ABOUT THIS TASK
Please answer from the Brexit and Pound passage below: if no new deal is reached by what date will there be another Meaningful Vote?

Top of PASSAGE TO READ

Pound picks up on positivity

An improvement in the Pound’s fortunes appeared post-press release, however, as markets started to see a sliver of light at the end of the tunnel.

Mrs May says she has "set out very clearly the position from Parliament that we must have legally binding changes to the withdrawal agreement in order to deal with Parliament's concerns over the backstop."

She adds, "What I see and hear from leaders is a desire for us to work together for us to ensure that we can deliver the UK leaving the EU with a deal."

The uncertainty continues…

Will the UK’s exit from the EU be delayed? Will we crash out with no deal? Will there be fruitful negotiations at the very last minute? We all watch and wait for the next developments.

What to watch for next week…

If a new deal is not reached by 14th February, there will be another Meaningful Vote as a Valentine’s gift for Members of UK Parliament. If a deal is still not decided upon, another vote will take place one month later.

Even though MPs say they want a deal, if none can be reached the default position is that Britain will leave the European Union on 29thMarch without agreement.

Bottom of PASSAGE TO READ
Top of STORED DATA

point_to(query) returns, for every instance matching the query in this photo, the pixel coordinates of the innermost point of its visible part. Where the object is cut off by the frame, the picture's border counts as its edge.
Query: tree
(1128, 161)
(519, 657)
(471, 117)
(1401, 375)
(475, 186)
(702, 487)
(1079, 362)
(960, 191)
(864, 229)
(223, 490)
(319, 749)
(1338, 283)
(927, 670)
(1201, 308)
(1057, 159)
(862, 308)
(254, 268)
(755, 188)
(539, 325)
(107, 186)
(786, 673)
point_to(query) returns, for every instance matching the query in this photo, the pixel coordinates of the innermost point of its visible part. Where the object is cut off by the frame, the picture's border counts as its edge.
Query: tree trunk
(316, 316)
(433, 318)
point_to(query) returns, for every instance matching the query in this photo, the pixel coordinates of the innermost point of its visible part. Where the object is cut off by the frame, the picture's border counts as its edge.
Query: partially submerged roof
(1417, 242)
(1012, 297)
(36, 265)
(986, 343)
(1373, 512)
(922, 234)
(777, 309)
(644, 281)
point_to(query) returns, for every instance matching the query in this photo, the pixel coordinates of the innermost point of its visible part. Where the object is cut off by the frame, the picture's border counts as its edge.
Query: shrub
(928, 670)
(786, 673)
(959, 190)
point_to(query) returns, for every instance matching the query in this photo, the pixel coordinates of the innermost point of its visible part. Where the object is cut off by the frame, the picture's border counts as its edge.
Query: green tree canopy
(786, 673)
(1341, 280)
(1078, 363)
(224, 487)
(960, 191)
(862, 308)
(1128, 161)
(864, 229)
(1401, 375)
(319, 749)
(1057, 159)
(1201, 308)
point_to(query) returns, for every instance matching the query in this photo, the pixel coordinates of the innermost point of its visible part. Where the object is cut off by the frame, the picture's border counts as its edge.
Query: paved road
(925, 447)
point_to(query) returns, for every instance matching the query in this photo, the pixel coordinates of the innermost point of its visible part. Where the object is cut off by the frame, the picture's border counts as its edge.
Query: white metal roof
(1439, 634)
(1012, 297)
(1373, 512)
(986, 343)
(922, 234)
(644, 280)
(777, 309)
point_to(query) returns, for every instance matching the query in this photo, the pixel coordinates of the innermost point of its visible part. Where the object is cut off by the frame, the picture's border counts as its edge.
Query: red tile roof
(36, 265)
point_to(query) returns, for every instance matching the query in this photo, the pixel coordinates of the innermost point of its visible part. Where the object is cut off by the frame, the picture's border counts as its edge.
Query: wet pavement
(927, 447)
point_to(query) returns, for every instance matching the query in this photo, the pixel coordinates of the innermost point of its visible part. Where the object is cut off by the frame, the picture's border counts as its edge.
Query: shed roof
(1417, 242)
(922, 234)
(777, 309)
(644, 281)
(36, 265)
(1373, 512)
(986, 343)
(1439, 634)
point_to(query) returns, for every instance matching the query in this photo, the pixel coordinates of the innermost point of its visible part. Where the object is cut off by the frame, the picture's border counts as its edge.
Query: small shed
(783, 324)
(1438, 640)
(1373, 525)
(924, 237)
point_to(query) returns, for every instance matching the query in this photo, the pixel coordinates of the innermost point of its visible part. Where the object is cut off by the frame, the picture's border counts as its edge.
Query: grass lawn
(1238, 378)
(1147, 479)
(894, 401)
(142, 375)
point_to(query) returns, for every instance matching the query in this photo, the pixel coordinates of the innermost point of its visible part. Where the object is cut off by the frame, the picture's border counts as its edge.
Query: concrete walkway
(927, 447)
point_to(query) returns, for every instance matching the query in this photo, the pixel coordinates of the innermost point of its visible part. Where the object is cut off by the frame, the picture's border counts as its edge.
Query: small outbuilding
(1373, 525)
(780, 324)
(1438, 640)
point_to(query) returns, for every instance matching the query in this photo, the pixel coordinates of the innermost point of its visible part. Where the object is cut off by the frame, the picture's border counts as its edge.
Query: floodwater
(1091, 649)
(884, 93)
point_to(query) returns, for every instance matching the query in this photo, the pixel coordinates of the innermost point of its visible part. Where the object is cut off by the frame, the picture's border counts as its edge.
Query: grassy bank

Bottom of STORED DATA

SOLUTION TO THIS TASK
14th February